Text passage:
## Begin
EDIT: Another motivation for this question is in pre-training some LSTMs and using their weights in a subsequent model. I don't currently know how to do that currently without saving all the states and restoring the entire model.
Thanks.
How to initialize weight matrices for RNN?
I believe people are using random normal initialization for weight matrices for RNN. Check out the example in TensorFlow GitHub Repo. As the notebook is a bit long, they have a simple LSTM model where they use tf.truncated_normal to initialize weights and tf.zeros to initialize biases (although I have tried using tf.ones to initialize biases before, seem to also work). I believe that the standard deviation is a hyperparameter you could tune yourself. Sometimes weights initialization is important to the gradient flow. Although as far as I know, LSTM itself is designed to handle gradient vanishing problem (and gradient clipping is for helping gradient exploding problem), so perhaps you don't need to be super careful with the setup of std_dev in LSTM? I've read papers recommending Xavier initialization (TF API doc for Xavier initializer) in Convolution Neural Network context. I don't know if people use that in RNN, but I imagine you can even try those in RNN if you want to see if it helps.
Now to follow up with #Allen's answer and your follow up question left in the comments.
How to control initialization with variable scope?
Using the simple LSTM model in the TensorFlow GitHub python notebook that I linked to as an example.
Specifically, if I want to re-factorize the LSTM part of the code in above picture using variable scope control, I may code something as following...
import tensorflow as tf
def initialize_LSTMcell(vocabulary_size, num_nodes, initializer):
'''initialize LSTMcell weights and biases, set variables to reuse mode'''
gates = ['input_gate', 'forget_gate', 'memory_cell', 'output_gate']
with tf.variable_scope('LSTMcell') as scope:
for gate in gates:
with tf.variable_scope(gate) as gate_scope:
wx = tf.get_variable("wx", [vocabulary_size, num_nodes], initializer)
wt = tf.get_variable("wt", [num_nodes, num_nodes], initializer)
bi = tf.get_variable("bi", [1, num_nodes, tf.constant_initializer(0.0)])
gate_scope.reuse_variables() #this line can probably be omitted, b.z. by setting 'LSTMcell' scope variables to 'reuse' as the next line, it'll turn on the reuse mode for all its child scope variables
scope.reuse_variables()
## End
Data lines:
## Begin
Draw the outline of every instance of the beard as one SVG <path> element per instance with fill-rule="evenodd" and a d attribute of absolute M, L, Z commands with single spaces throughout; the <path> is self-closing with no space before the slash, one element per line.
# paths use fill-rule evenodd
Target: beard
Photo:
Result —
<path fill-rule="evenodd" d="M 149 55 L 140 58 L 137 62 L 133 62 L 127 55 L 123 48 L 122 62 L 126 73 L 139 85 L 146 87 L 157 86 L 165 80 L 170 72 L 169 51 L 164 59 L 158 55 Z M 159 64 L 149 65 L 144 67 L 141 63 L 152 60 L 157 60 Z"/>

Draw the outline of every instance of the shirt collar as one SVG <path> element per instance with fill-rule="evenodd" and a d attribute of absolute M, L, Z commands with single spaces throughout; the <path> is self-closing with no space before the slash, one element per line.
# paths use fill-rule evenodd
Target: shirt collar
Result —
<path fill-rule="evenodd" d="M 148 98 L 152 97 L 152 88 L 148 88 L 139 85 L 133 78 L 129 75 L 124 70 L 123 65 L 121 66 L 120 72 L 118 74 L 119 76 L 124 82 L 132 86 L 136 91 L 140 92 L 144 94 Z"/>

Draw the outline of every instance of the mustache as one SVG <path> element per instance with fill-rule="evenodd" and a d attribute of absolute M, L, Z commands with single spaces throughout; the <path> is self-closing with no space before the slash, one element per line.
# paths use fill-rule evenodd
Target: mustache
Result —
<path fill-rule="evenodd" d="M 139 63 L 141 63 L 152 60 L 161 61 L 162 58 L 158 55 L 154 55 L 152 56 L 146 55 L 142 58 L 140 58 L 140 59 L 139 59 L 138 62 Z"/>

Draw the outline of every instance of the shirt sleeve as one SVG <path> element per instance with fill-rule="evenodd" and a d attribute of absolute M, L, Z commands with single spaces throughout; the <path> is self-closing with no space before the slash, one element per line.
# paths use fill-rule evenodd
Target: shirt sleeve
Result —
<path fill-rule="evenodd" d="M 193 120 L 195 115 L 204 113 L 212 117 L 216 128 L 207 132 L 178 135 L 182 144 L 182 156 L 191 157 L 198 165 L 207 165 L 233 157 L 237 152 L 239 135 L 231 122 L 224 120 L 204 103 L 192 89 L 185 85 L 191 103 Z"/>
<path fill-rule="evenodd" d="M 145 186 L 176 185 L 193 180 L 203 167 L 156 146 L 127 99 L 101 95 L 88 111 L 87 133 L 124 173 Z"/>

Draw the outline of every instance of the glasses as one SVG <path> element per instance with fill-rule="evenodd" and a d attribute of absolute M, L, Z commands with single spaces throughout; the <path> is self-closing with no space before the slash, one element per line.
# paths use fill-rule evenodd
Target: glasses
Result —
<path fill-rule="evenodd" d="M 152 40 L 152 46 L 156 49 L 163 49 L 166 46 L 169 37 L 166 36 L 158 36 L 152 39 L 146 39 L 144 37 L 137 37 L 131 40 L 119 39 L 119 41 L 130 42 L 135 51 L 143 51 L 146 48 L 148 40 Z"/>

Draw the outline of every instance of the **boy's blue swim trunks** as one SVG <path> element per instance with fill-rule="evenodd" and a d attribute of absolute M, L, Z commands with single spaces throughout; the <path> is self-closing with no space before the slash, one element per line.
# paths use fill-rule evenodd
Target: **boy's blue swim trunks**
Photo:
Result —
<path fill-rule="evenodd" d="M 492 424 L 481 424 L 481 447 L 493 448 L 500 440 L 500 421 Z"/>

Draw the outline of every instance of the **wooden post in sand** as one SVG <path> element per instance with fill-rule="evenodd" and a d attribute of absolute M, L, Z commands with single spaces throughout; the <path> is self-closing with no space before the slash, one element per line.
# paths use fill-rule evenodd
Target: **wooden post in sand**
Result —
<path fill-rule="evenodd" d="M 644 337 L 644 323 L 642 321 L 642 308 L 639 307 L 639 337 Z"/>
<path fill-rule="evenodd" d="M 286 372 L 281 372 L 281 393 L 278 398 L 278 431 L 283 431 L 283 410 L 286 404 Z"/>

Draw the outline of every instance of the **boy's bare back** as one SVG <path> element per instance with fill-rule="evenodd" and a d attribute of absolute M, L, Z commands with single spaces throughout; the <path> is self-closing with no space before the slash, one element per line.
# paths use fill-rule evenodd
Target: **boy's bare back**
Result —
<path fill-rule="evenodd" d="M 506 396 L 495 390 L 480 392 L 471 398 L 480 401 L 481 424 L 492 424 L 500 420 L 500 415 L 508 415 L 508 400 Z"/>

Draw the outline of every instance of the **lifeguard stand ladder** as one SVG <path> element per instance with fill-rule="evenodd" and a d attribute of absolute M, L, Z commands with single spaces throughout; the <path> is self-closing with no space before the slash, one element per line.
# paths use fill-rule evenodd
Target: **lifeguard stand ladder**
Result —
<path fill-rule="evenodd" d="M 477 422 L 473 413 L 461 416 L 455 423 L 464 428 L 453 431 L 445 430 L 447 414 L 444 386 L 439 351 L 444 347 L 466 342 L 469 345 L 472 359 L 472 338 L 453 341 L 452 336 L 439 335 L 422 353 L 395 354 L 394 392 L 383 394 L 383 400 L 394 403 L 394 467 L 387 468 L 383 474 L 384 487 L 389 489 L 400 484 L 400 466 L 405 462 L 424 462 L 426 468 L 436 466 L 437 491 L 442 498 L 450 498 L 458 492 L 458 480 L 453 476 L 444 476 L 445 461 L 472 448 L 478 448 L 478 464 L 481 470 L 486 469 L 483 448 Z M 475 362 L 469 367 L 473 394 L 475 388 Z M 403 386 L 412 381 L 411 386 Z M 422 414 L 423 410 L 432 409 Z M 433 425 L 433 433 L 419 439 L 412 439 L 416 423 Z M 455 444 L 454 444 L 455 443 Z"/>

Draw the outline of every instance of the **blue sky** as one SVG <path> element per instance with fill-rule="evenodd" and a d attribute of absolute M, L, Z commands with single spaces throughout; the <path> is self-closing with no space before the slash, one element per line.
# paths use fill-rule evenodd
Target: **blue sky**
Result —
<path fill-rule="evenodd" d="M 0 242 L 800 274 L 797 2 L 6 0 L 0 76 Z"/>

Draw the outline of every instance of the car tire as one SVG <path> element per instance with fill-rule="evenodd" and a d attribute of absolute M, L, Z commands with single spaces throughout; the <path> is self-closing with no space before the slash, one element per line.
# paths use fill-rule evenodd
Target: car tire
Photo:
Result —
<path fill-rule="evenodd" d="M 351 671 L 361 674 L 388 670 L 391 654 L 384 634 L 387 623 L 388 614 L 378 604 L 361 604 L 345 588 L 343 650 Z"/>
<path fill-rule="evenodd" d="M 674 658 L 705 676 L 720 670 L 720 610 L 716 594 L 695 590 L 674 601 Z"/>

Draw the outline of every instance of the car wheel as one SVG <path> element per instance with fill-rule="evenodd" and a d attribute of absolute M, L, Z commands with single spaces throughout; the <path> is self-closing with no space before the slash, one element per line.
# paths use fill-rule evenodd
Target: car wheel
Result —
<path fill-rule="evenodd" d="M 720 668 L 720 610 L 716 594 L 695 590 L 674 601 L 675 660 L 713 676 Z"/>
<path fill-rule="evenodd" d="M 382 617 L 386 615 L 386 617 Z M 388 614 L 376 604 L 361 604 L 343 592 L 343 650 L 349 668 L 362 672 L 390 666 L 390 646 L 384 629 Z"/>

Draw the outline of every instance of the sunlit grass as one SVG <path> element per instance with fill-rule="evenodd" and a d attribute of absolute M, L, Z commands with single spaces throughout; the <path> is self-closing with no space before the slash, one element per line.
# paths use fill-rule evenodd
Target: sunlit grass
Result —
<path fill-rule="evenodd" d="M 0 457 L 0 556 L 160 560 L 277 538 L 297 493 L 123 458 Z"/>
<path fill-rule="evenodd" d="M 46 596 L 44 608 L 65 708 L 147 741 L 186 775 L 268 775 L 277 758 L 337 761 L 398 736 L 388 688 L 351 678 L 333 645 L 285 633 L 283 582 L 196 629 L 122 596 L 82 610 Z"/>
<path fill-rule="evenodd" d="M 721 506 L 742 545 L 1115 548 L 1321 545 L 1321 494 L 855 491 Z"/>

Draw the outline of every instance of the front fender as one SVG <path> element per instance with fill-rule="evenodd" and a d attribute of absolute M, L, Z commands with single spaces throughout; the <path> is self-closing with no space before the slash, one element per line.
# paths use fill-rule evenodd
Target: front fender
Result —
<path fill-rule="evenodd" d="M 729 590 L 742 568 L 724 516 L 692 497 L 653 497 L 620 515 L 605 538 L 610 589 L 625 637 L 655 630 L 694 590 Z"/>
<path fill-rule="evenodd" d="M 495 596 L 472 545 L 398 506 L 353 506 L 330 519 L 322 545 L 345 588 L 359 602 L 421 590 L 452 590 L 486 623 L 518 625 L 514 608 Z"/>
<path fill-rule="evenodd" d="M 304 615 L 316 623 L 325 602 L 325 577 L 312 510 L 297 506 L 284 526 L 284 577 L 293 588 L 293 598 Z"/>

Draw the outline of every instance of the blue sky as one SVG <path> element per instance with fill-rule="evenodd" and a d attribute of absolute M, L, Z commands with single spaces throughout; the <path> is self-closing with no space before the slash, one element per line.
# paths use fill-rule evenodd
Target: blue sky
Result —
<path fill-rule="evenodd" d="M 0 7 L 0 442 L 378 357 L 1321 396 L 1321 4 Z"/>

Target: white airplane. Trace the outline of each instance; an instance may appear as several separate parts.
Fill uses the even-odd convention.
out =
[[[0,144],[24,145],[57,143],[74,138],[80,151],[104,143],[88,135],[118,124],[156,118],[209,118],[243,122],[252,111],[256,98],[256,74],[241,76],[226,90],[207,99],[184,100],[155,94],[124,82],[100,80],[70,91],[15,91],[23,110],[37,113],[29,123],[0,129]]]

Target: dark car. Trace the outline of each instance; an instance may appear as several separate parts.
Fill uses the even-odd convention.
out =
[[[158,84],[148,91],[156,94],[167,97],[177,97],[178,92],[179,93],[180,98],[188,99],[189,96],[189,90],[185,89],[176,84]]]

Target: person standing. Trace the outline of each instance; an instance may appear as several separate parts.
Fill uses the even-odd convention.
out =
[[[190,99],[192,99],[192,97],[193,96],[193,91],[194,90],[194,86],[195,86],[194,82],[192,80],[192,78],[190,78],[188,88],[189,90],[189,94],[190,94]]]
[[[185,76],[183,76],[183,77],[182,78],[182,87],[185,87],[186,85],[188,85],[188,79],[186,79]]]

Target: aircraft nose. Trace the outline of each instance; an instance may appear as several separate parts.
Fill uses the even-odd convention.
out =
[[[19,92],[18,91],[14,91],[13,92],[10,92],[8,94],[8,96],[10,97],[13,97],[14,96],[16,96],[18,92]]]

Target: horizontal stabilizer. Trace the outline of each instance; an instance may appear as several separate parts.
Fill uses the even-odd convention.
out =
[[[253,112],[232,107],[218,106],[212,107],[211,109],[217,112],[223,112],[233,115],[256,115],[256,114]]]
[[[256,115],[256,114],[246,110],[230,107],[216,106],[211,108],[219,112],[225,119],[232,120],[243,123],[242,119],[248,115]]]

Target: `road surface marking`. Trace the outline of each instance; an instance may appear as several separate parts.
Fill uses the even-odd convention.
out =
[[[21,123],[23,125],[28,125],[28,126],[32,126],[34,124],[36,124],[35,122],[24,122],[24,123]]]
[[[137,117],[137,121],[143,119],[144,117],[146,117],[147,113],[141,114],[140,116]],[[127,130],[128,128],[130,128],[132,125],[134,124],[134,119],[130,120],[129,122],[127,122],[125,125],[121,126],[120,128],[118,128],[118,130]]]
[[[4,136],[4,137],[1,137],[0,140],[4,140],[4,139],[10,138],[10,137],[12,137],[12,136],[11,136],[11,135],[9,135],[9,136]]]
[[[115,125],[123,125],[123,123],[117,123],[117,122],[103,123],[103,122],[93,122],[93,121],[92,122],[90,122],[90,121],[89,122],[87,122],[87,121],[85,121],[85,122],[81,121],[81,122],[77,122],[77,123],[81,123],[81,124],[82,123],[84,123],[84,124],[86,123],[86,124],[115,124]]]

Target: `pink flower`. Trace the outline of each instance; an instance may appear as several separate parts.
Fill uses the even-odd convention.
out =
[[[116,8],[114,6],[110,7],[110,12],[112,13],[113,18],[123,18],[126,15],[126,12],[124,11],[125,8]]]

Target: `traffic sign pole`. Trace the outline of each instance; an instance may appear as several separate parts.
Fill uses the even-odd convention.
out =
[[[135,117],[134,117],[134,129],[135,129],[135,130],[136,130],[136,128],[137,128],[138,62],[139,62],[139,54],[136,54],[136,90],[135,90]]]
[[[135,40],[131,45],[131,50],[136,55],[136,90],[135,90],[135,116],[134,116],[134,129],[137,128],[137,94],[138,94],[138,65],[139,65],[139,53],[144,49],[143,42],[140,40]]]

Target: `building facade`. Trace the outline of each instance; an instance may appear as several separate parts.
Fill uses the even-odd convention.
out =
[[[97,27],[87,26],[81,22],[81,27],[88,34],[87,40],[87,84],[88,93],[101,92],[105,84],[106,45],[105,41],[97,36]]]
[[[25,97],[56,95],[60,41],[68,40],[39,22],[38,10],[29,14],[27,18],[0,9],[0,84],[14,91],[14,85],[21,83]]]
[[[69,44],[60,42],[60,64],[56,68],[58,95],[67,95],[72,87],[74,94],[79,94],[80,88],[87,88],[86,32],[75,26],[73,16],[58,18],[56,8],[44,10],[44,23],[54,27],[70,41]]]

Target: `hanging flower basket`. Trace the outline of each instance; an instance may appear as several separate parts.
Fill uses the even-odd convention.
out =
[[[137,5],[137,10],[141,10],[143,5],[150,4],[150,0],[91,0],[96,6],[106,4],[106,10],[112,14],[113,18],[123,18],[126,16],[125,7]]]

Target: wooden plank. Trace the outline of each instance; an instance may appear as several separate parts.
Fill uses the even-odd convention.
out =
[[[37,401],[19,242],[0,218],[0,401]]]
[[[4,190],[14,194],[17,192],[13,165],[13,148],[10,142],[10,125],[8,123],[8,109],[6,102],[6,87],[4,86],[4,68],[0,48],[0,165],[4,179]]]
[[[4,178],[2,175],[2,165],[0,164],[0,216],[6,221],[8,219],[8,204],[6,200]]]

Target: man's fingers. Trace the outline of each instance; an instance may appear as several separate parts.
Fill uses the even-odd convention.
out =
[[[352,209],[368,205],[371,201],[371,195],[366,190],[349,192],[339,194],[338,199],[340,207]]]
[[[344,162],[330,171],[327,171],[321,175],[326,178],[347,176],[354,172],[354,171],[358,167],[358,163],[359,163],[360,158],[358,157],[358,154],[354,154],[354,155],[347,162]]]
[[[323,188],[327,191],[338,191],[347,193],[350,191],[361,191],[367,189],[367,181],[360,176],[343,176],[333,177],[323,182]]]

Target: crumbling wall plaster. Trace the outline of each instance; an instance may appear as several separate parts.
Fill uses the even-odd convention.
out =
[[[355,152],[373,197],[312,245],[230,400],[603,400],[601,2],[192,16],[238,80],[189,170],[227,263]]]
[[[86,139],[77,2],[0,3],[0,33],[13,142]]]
## End
Task requirements:
a) Return the lines of the records unchanged, starting at the first line of the records and ending at the line that contains "149 55 L 140", with both of those lines included.
b) Write the next part of the forum passage on initializing RNN weights in TensorFlow, picking up after its last line.

Answers by task:
a)
Draw the outline of every instance of the beard as one SVG <path> element per instance with fill-rule="evenodd" and a d attribute of absolute M, L, Z commands with single spaces throughout; the <path> is self-closing with no space before the slash, one element per line.
# paths use fill-rule evenodd
Target: beard
Photo:
Result —
<path fill-rule="evenodd" d="M 149 55 L 140 58 L 137 62 L 133 62 L 127 55 L 123 48 L 122 62 L 126 73 L 139 85 L 146 87 L 157 86 L 165 80 L 170 72 L 169 51 L 164 59 L 158 55 Z M 159 64 L 149 65 L 144 67 L 141 63 L 152 60 L 157 60 Z"/>

b)
def get_scope_variables(scope_name, variable_names):
'''a helper function to fetch variable based on scope_name and variable_name'''
vars = {}
with tf.variable_scope(scope_name, reuse=True):
for var_name in variable_names
var = tf.get_variable(var_name)
vars[var_name] = var
return vars
def LSTMcell(i, o, state):
'''a function for performing LSTMcell computation'''
gates = ['input_gate', 'forget_gate', 'memory_cell', 'output_gate']
var_names = ['wx', 'wt', 'bi']
gate_comp = {}
with tf.variable_scope('LSTMcell', reuse=True):
for gate in gates:
vars = get_scope_variables(gate, var_names)
gate_comp[gate] = tf.matmul(i, vars['wx']) + tf.matmul(o, vars['wt']) + vars['bi']
state = tf.sigmoid(gate_comp['forget_gate']) * state + tf.sigmoid(gate_comp['input_gate']) * tf.tanh(gate_comp['memory_cell'])
output = tf.sigmoid(gate_comp['output_gate']) * tf.tanh(state)
return output, state
The usage of the re-factorized code would be something like following...
initialize_LSTMcell(volcabulary_size, num_nodes, tf.truncated_normal_initializer(mean=-0.1, stddev=.01))
#...Doing some computation...
LSTMcell(input_tensor, output_tensor, state)
Even though the refactorized code may look less straightforward, but using scope variable control ensures scope encapsulation and allows flexible variable controls (in my opinion at least).
In pre-training some LSTMs and using their weights in a subsequent model. How to do that without saving all the states and restoring the entire model.
Assuming you have a pre-trained model froze and loaded in, if you wanna use their frozen 'wx', 'wt' and 'bi', you can simply find their parent scope names and variable names, then fetch the variables using similar structure in get_scope_variables func.
with tf.variable_scope(scope_name, reuse=True):
var = tf.get_variable(var_name)
Here is a link to understanding variable scope and sharing variables. I hope this is helpful.
The RNN models will create their variables with get_variable, and you can control the initialization by wrapping the code which creates those variables with a variable_scope and passing a default initializer to it. Unless the RNN specifies one explicitly (looking at the code, it doesn't), uniform_unit_scaling_initializer is used.
You should also be able to share model weights by declaring the second model and passing reuse=True to its variable_scope. As long as the namespaces match up, the new model will get the same variables as the first model.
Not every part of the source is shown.